* **Task goal**
Please return every line below that contains the string "trousers".
---*---
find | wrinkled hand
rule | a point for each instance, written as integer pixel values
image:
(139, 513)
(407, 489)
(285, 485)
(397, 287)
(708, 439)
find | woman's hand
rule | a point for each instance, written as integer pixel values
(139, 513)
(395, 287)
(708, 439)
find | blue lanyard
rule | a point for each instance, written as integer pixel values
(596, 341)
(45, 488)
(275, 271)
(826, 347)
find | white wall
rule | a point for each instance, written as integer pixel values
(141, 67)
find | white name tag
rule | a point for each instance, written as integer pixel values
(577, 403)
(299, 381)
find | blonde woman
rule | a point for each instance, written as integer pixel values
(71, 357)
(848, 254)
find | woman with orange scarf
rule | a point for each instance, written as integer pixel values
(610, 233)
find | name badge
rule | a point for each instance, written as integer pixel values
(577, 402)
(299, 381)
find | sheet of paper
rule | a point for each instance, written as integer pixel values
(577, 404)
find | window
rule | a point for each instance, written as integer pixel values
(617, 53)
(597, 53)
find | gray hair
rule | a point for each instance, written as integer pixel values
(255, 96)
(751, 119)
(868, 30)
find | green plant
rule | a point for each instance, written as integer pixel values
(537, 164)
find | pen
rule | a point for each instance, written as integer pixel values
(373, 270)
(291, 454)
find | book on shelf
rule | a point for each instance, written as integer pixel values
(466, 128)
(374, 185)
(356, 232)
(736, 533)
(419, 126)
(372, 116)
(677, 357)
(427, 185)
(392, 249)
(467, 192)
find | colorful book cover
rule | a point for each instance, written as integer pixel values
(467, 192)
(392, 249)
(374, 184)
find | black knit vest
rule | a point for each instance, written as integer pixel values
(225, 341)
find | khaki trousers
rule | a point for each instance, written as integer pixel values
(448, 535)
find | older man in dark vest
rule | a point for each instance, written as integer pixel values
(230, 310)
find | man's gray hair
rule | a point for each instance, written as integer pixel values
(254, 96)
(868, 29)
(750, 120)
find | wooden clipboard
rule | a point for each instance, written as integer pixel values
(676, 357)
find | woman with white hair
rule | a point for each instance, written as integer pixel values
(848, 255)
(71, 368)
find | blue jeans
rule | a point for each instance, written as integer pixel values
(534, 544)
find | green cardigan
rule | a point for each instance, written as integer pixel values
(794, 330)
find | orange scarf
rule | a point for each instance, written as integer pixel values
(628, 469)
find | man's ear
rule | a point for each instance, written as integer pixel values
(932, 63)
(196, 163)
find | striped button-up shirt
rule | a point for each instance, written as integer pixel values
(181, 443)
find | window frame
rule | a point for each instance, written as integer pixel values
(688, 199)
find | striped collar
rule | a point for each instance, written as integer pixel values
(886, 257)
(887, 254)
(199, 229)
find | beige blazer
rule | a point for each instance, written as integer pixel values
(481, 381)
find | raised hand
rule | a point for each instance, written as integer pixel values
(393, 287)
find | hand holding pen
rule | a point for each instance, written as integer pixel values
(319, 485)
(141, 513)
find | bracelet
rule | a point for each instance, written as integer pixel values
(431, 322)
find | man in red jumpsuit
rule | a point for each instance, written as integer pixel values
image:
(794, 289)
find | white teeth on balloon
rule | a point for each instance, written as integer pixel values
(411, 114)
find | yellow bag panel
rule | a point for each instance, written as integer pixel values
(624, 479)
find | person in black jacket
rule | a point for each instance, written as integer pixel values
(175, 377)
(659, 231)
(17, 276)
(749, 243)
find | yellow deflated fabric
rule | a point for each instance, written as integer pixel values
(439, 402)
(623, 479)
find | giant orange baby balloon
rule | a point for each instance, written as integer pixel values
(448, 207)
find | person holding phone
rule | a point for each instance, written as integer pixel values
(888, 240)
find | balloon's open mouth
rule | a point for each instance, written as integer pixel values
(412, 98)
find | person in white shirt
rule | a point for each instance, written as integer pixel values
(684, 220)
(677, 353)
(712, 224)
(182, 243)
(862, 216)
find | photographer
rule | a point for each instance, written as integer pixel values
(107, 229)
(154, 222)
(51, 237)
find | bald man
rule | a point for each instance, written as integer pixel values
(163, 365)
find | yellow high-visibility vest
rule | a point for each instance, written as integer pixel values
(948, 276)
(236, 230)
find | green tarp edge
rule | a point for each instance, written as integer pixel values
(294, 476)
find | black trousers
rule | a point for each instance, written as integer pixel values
---*---
* **The answer**
find | khaki trousers
find | black trousers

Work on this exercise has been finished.